[Source data]
========================================================================

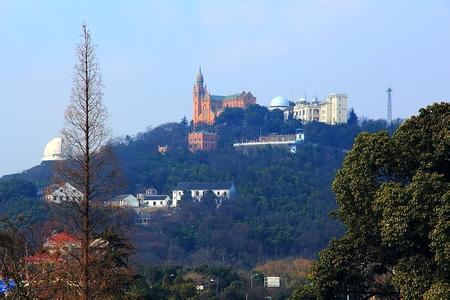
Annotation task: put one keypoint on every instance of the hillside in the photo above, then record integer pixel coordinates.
(284, 199)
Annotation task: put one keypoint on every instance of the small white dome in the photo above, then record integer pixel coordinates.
(53, 150)
(279, 102)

========================================================================

Give back all of the entries above exactly, with the pictures excluded.

*Written reply*.
Annotation task: put one keypoint on every instance of the hillside in the photo above, then record integer pixel coordinates.
(284, 199)
Annotation task: put one keypoint on every instance of the small white dome in the photo above, then record integer pixel coordinates.
(53, 150)
(279, 102)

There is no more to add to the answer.